TASK REQUIREMENTS:
Show every line of the data below that contains the string "meatball", copying each line in full. Treat the match as case-sensitive.

(Excerpts of location labeling data)
● ● ● ●
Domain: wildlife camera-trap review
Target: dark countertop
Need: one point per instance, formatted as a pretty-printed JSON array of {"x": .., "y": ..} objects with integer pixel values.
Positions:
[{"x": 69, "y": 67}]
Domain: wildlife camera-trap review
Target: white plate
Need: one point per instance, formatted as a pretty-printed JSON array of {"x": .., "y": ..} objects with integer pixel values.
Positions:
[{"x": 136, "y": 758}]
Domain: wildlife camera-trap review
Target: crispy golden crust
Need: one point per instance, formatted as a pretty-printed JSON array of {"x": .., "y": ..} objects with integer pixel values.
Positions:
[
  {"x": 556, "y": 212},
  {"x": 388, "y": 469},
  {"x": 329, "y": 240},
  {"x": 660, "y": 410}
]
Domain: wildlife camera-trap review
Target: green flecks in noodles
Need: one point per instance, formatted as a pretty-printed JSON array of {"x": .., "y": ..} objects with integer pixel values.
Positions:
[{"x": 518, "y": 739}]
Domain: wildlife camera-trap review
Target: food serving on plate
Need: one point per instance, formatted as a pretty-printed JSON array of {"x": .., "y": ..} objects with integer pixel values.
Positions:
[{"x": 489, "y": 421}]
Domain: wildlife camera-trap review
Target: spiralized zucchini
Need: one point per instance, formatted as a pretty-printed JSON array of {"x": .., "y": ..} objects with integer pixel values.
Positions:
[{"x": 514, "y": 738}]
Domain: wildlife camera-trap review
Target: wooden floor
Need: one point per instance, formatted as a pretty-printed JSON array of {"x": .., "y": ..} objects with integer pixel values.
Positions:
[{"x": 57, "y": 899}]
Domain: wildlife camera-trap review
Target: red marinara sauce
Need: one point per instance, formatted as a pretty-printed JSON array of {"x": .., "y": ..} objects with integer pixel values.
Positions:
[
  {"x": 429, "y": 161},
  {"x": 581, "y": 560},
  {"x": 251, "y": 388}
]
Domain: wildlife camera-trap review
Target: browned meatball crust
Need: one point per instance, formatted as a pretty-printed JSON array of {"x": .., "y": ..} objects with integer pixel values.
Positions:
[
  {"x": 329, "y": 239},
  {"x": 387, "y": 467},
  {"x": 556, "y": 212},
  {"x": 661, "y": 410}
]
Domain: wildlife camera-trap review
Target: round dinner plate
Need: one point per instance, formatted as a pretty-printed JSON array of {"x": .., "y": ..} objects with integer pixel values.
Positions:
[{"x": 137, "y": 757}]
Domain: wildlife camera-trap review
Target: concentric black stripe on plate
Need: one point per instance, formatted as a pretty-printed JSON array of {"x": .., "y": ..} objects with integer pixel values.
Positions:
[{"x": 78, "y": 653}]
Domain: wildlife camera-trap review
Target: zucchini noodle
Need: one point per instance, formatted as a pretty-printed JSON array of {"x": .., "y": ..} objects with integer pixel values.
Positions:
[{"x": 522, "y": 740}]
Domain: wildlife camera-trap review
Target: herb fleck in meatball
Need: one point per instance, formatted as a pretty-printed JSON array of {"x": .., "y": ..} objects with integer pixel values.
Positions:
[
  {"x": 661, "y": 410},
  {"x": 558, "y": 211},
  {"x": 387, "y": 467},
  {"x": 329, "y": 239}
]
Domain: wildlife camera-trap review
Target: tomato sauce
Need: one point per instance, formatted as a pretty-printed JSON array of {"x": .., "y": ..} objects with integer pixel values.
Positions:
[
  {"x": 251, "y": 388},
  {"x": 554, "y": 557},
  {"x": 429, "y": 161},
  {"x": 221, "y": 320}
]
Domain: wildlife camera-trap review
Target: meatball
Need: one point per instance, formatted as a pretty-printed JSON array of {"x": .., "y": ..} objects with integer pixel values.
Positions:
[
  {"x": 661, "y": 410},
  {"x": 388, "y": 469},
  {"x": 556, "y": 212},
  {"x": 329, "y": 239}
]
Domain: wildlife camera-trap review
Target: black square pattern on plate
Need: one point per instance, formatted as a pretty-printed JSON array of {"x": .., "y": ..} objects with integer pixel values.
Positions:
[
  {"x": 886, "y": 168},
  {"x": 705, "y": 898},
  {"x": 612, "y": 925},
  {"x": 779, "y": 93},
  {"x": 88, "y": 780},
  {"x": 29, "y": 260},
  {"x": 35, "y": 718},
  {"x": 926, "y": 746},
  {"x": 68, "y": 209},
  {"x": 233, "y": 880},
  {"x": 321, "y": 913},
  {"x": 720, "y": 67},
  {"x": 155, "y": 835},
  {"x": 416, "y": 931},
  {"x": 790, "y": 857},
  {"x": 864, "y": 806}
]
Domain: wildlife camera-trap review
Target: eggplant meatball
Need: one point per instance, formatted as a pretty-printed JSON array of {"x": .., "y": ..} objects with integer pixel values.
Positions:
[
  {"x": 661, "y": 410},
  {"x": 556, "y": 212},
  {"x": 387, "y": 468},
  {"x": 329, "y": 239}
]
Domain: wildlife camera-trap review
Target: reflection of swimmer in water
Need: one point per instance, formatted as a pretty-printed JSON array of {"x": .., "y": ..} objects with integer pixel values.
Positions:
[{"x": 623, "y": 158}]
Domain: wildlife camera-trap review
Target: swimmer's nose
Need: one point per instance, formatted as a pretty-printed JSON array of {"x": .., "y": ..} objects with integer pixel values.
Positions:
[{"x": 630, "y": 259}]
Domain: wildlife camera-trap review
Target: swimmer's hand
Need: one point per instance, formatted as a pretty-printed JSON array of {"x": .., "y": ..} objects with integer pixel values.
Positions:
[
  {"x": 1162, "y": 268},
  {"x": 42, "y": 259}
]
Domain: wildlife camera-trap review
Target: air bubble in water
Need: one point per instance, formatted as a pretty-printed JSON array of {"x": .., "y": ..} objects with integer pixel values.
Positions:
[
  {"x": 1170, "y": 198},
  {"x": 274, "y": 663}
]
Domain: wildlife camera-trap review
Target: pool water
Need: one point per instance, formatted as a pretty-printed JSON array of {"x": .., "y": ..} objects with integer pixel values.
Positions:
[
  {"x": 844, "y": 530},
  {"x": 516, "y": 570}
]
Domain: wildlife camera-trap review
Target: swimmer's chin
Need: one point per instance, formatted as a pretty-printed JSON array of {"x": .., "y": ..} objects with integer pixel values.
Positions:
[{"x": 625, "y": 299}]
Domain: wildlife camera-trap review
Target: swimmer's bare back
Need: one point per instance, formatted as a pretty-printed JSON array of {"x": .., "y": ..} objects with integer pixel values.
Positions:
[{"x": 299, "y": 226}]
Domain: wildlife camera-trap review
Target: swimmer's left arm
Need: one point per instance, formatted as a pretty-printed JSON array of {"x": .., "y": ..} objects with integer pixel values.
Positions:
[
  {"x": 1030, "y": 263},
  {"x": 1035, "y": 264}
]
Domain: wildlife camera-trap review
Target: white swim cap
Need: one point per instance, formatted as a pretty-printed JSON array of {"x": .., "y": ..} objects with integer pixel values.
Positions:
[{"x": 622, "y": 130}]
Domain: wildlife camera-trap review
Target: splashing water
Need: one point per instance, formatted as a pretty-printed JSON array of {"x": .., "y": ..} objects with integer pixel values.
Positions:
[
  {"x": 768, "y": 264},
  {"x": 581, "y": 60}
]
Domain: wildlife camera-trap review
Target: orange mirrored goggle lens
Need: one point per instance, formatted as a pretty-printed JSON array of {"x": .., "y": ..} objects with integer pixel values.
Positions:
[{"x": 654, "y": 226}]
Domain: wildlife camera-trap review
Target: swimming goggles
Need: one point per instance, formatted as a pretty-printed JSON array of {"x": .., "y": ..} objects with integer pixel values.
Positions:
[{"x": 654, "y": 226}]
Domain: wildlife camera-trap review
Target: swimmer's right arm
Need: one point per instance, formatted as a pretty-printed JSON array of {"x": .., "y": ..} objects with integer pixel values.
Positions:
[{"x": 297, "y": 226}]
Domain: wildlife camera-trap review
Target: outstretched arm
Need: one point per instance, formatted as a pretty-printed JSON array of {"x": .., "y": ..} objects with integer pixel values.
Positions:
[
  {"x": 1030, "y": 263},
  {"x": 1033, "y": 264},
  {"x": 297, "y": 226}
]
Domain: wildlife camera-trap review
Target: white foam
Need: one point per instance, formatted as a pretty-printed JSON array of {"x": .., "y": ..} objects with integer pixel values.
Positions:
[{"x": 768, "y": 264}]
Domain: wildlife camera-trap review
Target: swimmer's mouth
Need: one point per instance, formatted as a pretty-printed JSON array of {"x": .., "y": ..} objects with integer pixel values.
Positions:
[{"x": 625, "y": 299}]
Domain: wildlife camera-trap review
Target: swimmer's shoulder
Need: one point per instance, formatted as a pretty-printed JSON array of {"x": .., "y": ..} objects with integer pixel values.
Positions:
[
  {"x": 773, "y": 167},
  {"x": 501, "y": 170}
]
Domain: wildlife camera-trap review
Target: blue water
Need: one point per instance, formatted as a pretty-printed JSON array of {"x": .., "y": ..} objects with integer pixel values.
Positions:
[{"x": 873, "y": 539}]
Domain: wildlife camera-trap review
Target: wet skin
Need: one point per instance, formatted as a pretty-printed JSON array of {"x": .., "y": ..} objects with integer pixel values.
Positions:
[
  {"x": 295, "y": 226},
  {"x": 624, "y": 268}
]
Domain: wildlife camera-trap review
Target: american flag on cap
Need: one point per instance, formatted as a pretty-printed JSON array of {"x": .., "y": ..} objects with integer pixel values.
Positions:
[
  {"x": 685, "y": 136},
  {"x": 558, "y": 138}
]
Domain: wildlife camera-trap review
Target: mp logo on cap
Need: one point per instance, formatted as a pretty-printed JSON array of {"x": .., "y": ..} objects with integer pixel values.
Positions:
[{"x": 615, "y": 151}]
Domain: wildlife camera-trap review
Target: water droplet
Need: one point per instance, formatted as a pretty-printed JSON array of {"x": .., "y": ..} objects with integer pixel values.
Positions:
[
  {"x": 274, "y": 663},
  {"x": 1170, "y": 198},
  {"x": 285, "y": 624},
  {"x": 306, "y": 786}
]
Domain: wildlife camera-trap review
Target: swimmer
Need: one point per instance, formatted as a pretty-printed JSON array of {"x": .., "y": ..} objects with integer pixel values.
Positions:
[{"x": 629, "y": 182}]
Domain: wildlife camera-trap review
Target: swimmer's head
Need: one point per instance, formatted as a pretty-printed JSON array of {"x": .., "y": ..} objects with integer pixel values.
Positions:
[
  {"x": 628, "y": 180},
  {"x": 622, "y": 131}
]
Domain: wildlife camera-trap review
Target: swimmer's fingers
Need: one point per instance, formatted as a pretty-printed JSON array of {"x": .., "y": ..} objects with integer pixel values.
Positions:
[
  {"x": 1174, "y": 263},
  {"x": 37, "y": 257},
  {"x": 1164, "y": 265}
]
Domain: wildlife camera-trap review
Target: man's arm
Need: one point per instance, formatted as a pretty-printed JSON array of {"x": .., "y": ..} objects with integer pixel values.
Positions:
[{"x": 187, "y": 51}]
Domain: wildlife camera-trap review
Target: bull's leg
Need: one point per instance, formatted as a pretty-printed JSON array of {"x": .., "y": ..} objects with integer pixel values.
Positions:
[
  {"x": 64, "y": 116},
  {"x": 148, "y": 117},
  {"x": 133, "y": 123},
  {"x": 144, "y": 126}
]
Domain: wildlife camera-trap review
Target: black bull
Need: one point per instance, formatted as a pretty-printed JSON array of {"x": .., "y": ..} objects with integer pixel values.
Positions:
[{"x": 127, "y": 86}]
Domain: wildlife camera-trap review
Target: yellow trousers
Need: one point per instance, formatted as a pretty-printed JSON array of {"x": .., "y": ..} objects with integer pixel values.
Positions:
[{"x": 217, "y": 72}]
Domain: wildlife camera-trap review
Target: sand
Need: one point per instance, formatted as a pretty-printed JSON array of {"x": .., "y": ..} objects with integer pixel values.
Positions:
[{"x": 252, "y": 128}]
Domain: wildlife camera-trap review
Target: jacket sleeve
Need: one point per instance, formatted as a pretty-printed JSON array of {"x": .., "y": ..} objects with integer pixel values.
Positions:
● ● ● ●
TASK ANSWER:
Target: browned meatball crust
Target: herb fleck in meatball
Target: meatball
Target: eggplant meatball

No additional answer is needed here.